» **SET EXERCISE**
Copy the records below, substituting "widest part" for each occurrence of "thickest part" and changing nothing else.

» **STORED RECORDS**
☆ ☆ ☆ ☆ ☆
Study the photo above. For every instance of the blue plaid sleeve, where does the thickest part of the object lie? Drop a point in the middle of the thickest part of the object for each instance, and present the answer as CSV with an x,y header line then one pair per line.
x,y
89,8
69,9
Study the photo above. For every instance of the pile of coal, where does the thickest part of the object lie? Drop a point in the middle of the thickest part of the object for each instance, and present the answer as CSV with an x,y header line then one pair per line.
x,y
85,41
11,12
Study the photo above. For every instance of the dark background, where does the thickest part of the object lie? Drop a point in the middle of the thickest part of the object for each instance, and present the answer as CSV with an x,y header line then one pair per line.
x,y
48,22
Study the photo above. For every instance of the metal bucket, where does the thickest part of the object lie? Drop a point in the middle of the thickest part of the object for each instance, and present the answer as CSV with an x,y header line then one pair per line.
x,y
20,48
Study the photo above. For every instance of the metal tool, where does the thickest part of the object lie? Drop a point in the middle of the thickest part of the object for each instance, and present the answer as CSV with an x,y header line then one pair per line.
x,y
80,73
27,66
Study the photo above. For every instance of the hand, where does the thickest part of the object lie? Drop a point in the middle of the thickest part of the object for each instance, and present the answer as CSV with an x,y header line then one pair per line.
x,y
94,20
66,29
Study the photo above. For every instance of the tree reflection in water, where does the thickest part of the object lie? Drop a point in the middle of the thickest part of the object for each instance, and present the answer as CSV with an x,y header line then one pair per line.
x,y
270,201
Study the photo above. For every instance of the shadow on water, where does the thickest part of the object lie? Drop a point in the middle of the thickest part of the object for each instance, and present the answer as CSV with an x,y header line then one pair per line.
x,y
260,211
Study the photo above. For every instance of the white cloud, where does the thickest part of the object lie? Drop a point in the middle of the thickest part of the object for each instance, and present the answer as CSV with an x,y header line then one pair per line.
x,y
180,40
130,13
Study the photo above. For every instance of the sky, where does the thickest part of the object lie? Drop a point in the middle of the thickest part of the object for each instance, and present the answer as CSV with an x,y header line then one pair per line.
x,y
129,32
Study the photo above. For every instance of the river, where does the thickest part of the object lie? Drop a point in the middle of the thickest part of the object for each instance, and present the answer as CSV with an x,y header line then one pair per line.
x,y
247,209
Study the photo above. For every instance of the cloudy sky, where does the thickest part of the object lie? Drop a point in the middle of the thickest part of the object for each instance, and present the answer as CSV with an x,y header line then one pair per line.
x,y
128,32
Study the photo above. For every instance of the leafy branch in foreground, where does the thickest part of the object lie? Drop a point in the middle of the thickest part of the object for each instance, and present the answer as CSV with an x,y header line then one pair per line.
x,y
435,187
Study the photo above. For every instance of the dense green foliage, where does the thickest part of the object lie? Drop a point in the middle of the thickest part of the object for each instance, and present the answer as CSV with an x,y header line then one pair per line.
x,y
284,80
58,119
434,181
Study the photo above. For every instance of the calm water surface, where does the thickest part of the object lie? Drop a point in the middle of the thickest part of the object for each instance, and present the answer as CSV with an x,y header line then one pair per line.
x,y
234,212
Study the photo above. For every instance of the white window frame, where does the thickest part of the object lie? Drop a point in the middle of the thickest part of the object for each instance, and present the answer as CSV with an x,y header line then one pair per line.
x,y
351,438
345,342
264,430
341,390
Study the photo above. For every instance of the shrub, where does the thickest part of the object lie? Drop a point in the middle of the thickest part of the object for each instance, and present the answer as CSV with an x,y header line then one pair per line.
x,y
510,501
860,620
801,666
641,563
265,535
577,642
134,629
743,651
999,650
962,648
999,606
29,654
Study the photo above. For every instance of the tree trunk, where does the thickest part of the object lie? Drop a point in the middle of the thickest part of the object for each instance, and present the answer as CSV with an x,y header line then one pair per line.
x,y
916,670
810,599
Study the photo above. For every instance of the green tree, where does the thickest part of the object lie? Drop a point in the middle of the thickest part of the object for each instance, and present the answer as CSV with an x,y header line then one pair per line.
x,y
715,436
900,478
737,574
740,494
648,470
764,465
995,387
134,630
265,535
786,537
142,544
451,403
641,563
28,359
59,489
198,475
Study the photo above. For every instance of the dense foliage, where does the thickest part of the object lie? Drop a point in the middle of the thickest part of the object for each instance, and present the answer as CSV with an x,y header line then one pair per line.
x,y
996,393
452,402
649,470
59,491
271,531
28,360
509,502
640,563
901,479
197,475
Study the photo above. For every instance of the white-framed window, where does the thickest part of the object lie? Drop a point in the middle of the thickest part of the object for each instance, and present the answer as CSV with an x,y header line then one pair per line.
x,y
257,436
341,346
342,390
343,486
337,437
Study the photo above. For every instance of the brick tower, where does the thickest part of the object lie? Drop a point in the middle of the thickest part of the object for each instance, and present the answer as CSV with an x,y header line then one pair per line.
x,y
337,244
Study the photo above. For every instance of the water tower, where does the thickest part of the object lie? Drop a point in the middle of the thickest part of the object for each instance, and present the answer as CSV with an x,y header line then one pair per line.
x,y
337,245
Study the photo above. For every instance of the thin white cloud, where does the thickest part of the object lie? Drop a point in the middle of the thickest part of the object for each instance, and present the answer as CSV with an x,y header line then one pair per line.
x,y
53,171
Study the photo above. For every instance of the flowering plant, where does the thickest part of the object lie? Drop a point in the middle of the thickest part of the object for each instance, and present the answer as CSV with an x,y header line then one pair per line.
☆ ☆ ☆ ☆ ☆
» **EXERCISE RESPONSE**
Study the photo above. For every instance of the blue plaid sleeve, where does the widest part of the object lie? Drop a point in the middle of the widest part of the object for each instance, and present the answer as CSV with an x,y header line then one pair per line.
x,y
89,8
69,9
Study the photo above. For every instance of the pile of coal, where does the widest part of the object lie? Drop a point in the middle of the widest part of the object for each instance, and present the answer as CSV with an x,y header line then one pair per line.
x,y
85,41
11,12
Study the photo above. For every instance of the dark background, where does the widest part of the object lie? Drop a point in the middle of the widest part of the object for each instance, and present the answer as CSV with an x,y header line then one pair per line.
x,y
48,22
Study the photo above. For every instance of the metal bucket, where does the widest part of the object lie? Drop a point in the middle of the widest part of the object for each instance, and present the answer as CSV with an x,y header line then one pair per line.
x,y
20,48
Study the photo above. For every instance of the metal tool, where does the widest part of the object lie? Drop a point in the middle of the widest part of the object for each instance, and present the answer as CSV with an x,y header line then one pair per line.
x,y
80,73
27,66
Study the photo above. For every instance of the hand, where does the widest part of the object lie? Drop a point in the middle of the widest part of the object for each instance, and present the answer as CSV with an x,y header line then one pair per line.
x,y
94,20
66,29
Study the photo above. For every instance of the tree reflection in water, where does the widest part of the object lie? Drop a point in the middle of the widest part of the object for each instance, and present the answer as CSV with an x,y header line then one pair per line.
x,y
270,201
Study the photo above. For every instance of the shadow on water, where does the widest part of the object lie? Drop a point in the middle of the widest part of the object for each instance, and present the answer as CSV with an x,y header line then one pair per line.
x,y
260,211
Study the photo above. For every instance of the white cloud, where does the widest part of the object lie? Drop a point in the middle of the widest part of the object for each instance, and present the answer as CSV with an x,y header line then one pair per line.
x,y
180,40
130,13
Study the photo above. For every instance of the sky, where does the widest part of the object lie? Drop a point in the middle of the widest part of the object for each instance, and present the answer as CSV with an x,y header line then one pair per line.
x,y
129,32
Study the photo above. For every instance of the river, where does the widest part of the object lie? Drop a point in the middle of the widest part of the object for each instance, and present the answer as CSV with an x,y header line then one pair per line.
x,y
247,209
Study the photo above. For every instance of the cloudy sky, where does the widest part of the object lie? Drop a point in the middle of the widest part of the object for each instance, and present the answer as CSV with an x,y header line then one pair per line.
x,y
128,32
Study the photo above. For every instance of the leafy branch in foreground, where does the widest part of the object lie? Drop a point in the middle of the widest part of the object for each instance, and present the answer as CSV with an x,y header line then one pair per line.
x,y
435,187
Study the photo above. For every instance of the dense green foliage, where does the widest part of the object lie? Drop a point in the middle of the widest part of the object for each instance, and present the answer as CSV with an x,y header line then one pair per line.
x,y
284,80
58,119
434,181
Study the photo above. For every instance of the calm water surface, where does the widest part of the object lie? Drop a point in the middle of the widest part of the object for each instance, and present the answer as CSV with an x,y header line then one pair per line.
x,y
234,212
Study the photo above. For every instance of the white window frame, where does the widest part of the object lie? Drop a point in the middle of the widest part of the object for each instance, and present the answer as CSV with an x,y header line then one pair per line.
x,y
351,438
345,342
264,430
341,390
Study the photo above. For every instance of the shrub, where does the widest part of the object lie? Drop a point in the middle of the widest part of the object for each instance, and present the answer as CSV with an x,y header line then one pair per line.
x,y
510,501
860,620
801,666
641,563
265,535
577,642
134,629
743,651
999,650
962,648
999,606
29,654
Study the photo above. For every instance of the tree trunk, where does the widest part of the object lie? Drop a point in the middle of the widest part of the object for each instance, and present the answer as CSV with an x,y header line then one pair per line.
x,y
916,670
810,599
Study the photo above. For every instance of the green tree, where does the widest part of the object lie? Drop a point in the middle of the widest part of the object for each instance, and present the answer as CSV with an x,y header line then one pair per line.
x,y
715,436
900,478
737,574
740,494
648,470
764,465
995,387
134,630
265,535
786,537
142,544
451,403
641,563
28,359
59,489
198,475
Study the photo above. For every instance of the dense foliage, where does the widest part of the object lie? Drop a point in the middle of the widest part of the object for each instance, and present the answer as CSV with an x,y header line then one pair per line.
x,y
996,393
452,402
649,470
59,491
271,531
28,360
509,502
640,563
901,479
197,475
Study the photo above. For every instance of the white-framed window, where does the widest part of the object lie? Drop a point in the middle of the widest part of the object for each instance, and present the answer as CSV with an x,y header line then one pair per line.
x,y
257,436
341,346
342,390
343,486
337,437
Study the photo above. For every instance of the brick tower, where does the widest part of the object lie? Drop a point in the middle of the widest part of the object for each instance, and present the answer as CSV with an x,y header line then one pair per line.
x,y
337,244
Study the photo above. For every instance of the water tower, where does the widest part of the object lie? Drop a point in the middle of the widest part of the object for each instance, and present the answer as CSV with an x,y header line then one pair per line.
x,y
337,245
Study the photo above. For every instance of the thin white cloud, where does the widest part of the object lie? Drop a point in the middle of the widest part of the object for each instance, and present the answer as CSV with an x,y header line then one pair per line.
x,y
53,171
Study the photo above. For every instance of the flowering plant, where does the widest part of the object lie? Drop a point in the middle of the widest part of the object for each instance, and present the answer as CSV with an x,y header line then one pair per line.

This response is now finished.